[Records of labeled boxes]
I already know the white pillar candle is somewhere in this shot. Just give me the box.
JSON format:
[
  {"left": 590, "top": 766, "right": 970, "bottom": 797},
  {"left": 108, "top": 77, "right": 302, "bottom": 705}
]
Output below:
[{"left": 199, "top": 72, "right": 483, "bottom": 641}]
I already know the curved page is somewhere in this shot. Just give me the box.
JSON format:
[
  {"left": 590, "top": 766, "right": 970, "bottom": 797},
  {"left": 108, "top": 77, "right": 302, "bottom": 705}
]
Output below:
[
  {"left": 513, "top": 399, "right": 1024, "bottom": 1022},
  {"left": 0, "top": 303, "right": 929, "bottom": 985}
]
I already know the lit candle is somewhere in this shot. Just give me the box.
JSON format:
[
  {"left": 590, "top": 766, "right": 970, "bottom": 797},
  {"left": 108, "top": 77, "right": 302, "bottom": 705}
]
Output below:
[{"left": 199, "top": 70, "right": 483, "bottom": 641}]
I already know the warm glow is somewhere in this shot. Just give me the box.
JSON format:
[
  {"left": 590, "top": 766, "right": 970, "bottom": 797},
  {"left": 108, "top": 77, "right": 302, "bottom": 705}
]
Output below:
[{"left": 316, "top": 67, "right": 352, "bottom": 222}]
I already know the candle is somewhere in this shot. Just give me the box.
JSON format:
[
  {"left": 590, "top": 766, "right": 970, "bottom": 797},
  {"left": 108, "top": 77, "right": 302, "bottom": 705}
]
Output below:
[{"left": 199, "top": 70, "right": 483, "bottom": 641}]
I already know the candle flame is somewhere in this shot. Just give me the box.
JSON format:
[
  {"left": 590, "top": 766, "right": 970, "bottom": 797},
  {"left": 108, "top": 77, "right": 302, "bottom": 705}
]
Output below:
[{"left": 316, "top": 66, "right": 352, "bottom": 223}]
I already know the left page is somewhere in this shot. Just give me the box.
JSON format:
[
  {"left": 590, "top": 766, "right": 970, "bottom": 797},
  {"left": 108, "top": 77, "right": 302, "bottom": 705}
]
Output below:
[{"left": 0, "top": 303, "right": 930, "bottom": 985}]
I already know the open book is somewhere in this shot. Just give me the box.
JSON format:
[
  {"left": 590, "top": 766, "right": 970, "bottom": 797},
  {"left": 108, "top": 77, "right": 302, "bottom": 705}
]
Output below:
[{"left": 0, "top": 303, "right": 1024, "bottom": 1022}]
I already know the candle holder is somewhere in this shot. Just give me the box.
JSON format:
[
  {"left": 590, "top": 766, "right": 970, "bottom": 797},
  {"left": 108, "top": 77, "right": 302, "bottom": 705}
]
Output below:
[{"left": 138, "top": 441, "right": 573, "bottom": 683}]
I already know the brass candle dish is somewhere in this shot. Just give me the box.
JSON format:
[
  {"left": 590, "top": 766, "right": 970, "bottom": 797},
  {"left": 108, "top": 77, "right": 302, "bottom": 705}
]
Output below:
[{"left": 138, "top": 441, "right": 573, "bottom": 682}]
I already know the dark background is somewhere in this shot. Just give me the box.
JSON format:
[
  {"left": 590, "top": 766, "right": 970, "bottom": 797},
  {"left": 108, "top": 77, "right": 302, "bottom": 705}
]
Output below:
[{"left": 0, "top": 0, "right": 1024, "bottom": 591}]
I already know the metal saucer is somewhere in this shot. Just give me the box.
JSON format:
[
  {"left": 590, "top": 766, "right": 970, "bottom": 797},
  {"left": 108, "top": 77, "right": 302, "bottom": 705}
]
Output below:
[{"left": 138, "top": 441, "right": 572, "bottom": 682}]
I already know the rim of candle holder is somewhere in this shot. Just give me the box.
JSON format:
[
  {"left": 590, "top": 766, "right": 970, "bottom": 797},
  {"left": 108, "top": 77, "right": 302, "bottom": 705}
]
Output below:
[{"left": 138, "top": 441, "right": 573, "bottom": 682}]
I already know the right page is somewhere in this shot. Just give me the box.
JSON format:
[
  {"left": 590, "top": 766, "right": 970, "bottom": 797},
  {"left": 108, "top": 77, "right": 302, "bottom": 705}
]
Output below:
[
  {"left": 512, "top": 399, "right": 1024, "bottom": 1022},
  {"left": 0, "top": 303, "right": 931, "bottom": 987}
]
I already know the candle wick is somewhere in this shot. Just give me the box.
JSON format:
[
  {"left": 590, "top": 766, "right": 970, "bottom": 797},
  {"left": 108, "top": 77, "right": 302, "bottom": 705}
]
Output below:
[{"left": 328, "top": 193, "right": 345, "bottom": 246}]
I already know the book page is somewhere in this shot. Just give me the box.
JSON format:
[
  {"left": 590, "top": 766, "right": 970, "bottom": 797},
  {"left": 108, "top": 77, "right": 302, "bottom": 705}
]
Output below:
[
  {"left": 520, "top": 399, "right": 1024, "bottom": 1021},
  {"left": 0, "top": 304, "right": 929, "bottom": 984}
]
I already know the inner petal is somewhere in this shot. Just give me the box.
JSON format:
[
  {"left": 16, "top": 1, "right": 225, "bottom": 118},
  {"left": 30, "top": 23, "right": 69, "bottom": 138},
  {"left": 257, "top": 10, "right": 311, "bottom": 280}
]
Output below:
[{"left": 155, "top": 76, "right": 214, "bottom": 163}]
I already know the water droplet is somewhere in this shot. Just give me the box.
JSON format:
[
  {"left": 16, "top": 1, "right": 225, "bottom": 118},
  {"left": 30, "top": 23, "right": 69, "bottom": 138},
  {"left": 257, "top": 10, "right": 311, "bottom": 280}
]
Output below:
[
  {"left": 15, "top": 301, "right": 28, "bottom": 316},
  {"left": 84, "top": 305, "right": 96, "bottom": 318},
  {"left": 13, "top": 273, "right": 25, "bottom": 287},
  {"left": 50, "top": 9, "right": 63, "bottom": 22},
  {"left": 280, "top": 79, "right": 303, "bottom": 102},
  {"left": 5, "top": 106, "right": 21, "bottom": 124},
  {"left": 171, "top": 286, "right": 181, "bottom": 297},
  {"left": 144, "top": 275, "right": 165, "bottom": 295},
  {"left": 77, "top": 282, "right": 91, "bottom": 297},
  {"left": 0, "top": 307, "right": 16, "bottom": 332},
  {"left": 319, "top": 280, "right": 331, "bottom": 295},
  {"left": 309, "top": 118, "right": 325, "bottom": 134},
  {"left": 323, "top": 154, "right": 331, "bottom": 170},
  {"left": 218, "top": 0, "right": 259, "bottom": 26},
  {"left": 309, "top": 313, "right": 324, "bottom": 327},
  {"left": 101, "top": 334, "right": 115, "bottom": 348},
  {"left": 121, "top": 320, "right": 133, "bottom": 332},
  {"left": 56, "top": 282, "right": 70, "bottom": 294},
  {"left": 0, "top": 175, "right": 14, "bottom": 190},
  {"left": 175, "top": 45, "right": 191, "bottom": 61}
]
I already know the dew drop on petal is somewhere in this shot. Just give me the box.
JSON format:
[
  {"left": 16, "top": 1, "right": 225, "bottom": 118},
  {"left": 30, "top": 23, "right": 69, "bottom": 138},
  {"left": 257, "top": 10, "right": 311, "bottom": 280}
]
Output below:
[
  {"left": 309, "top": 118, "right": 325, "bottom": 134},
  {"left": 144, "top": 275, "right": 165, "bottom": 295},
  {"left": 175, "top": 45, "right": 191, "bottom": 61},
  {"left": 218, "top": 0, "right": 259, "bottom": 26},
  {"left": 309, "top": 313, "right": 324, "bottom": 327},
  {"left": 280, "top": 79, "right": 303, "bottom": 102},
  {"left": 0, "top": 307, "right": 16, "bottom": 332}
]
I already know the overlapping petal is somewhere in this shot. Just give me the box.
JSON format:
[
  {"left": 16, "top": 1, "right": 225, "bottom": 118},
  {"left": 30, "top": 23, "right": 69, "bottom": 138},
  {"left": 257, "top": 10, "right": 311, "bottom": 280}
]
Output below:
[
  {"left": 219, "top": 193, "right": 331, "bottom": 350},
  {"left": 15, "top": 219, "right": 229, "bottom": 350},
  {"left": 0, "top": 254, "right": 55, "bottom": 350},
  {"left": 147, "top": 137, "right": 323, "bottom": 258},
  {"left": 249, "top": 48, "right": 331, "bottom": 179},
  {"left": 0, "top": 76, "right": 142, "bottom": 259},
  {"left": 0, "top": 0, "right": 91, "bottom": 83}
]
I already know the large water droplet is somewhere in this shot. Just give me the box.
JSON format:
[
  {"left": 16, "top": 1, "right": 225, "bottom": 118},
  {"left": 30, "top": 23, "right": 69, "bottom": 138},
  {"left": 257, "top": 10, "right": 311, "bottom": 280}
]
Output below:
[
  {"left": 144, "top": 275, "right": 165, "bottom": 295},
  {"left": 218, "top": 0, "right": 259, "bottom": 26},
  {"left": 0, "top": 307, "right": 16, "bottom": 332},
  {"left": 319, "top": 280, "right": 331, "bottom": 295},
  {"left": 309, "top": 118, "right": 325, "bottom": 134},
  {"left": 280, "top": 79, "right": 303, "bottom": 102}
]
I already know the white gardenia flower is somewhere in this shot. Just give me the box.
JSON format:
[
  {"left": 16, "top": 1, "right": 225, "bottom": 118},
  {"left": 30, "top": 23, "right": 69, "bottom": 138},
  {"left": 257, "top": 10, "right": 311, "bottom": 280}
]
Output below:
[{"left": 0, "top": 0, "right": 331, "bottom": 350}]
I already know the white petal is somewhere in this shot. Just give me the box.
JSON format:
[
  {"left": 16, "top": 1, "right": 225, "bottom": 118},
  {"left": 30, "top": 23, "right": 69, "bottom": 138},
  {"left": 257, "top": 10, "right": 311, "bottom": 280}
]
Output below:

### WORK TO BE COMPLETED
Report how many lines in the material above contain the word "water", giving only the number.

### ANSWER TO THIS PROBLEM
2